Excerpt from a dataset:
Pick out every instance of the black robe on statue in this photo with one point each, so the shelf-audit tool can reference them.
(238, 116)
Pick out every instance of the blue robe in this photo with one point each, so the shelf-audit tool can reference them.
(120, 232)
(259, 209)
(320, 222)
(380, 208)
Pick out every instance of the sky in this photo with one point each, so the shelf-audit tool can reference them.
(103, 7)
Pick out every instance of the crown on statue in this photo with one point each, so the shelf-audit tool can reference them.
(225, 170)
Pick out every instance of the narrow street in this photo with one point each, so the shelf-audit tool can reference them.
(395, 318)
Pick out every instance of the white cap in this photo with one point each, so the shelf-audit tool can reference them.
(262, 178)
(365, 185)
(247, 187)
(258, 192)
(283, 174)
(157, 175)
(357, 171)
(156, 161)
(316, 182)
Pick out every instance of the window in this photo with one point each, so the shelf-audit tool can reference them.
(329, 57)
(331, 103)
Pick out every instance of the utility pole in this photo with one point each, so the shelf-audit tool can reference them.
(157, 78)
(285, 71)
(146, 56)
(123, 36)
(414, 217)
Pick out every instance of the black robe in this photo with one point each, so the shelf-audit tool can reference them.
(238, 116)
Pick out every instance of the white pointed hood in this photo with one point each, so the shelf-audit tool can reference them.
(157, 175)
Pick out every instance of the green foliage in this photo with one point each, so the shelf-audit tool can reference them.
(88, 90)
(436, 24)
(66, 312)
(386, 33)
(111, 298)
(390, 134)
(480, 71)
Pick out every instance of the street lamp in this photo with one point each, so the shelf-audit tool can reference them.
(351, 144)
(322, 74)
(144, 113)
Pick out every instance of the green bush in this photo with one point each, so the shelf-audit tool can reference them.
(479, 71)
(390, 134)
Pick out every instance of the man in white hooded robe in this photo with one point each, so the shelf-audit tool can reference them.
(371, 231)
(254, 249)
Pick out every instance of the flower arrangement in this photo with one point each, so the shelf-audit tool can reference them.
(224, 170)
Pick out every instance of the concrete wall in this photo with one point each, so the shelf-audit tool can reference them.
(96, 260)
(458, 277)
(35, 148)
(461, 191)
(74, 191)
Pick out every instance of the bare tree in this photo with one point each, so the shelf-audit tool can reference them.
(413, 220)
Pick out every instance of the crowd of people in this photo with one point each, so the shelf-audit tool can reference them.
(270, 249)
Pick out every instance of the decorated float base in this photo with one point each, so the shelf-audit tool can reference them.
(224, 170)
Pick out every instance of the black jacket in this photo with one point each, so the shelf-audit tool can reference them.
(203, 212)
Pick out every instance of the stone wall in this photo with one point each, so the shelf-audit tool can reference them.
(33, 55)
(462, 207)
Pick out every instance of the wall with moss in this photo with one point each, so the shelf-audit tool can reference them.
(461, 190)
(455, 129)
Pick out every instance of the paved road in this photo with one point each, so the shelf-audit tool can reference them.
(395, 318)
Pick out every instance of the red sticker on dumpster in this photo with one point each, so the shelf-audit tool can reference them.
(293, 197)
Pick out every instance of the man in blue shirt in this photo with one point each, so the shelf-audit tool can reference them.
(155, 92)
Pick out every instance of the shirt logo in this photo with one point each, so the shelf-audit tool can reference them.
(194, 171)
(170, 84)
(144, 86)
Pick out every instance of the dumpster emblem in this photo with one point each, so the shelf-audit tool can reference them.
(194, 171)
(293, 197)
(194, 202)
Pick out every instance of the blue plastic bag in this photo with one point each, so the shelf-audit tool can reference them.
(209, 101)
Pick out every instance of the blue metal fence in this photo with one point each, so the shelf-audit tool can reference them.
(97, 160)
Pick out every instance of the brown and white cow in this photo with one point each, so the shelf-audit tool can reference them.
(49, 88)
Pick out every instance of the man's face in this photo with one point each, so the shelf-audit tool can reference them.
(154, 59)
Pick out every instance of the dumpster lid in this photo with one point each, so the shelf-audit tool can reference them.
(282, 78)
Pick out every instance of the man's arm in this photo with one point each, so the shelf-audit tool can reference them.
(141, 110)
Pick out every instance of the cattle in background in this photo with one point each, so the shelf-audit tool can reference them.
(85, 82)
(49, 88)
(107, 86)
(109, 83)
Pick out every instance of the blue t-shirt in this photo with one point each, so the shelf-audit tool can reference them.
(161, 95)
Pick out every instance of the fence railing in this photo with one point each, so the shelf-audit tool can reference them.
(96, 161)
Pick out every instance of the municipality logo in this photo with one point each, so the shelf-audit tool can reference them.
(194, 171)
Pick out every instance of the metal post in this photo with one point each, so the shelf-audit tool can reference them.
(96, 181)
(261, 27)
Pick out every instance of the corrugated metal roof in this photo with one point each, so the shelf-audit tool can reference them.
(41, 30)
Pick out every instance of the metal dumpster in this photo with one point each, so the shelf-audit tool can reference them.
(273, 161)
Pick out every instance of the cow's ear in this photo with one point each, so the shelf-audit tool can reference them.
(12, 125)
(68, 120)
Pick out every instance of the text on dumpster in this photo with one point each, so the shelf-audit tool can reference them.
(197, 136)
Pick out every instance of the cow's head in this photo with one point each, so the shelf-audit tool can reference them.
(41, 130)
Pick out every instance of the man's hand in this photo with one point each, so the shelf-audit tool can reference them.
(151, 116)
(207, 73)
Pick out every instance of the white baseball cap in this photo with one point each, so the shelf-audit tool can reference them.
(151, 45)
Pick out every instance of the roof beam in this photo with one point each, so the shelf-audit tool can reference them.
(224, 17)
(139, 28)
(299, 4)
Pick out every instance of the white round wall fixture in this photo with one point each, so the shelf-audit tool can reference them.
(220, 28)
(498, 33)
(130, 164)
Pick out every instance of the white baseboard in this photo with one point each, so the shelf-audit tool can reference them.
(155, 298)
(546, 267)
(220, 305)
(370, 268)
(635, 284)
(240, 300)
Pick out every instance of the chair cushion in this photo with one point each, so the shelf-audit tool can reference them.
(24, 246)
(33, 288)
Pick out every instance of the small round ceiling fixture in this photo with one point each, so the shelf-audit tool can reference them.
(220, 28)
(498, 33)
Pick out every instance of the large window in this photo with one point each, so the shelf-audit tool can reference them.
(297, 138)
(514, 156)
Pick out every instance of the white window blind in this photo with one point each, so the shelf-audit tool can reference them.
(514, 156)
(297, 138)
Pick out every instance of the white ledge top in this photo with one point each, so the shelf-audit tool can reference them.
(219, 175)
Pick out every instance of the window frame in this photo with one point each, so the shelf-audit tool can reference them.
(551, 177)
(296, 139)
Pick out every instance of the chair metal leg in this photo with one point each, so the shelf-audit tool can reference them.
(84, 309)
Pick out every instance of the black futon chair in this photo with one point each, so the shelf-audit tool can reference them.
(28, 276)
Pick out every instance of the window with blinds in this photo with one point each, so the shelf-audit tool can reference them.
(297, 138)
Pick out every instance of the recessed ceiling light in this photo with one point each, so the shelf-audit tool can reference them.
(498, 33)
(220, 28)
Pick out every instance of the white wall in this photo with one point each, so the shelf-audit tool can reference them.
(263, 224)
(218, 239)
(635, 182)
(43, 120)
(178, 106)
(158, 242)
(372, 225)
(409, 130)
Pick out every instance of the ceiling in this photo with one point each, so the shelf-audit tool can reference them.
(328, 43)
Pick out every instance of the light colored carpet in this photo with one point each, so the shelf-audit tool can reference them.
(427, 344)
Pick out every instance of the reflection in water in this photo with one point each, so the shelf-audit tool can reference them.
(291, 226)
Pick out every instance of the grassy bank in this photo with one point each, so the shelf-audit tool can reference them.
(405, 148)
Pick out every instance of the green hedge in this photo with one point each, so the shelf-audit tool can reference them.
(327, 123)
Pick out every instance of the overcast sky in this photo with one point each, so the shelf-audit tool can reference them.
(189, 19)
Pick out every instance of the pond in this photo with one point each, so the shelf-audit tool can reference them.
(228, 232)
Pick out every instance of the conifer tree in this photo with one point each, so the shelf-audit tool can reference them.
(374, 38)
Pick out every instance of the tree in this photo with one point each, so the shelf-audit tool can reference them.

Instruction: Repeat only the lines running from the line that contains "Pick out every instance of the recessed" through the last line above, inclusive.

Reply:
Pick out every instance of the recessed ceiling light in this photo with one point each, so the shelf-audit tool can reference them.
(498, 33)
(220, 28)
Pick out every instance of the white wall in this photo with one point each, so the shelf-audit tool can reference them.
(263, 224)
(218, 239)
(635, 182)
(43, 120)
(178, 106)
(158, 242)
(372, 225)
(409, 130)
Pick out every instance of the ceiling in this photo with one point each, so the shelf-audit tool can reference them.
(328, 43)
Pick out every instance of the light colored carpet in this photo with one point each, so the shelf-audit tool can reference them.
(427, 344)
Pick out every instance of the reflection in water in this photo with one point each, so the shelf-audit tool can reference them.
(291, 226)
Pick out every instance of the grassy bank in this photo with one point each, so the shelf-audit tool can reference them.
(405, 148)
Pick out every instance of the green hedge in this photo with one point each, so the shelf-audit tool can reference them.
(327, 123)
Pick out every instance of the overcast sky in this photo with one point each, so the shelf-audit tool can reference them.
(189, 19)
Pick out every instance of the pond in this photo with one point each, so the shelf-audit tool can reference them.
(228, 232)
Pick out every instance of the conifer tree in this photo with one point each, so the shelf-audit tool can reference them.
(374, 38)
Pick out every instance of the tree in this photo with one point each, so the shelf-audit tool can reference them.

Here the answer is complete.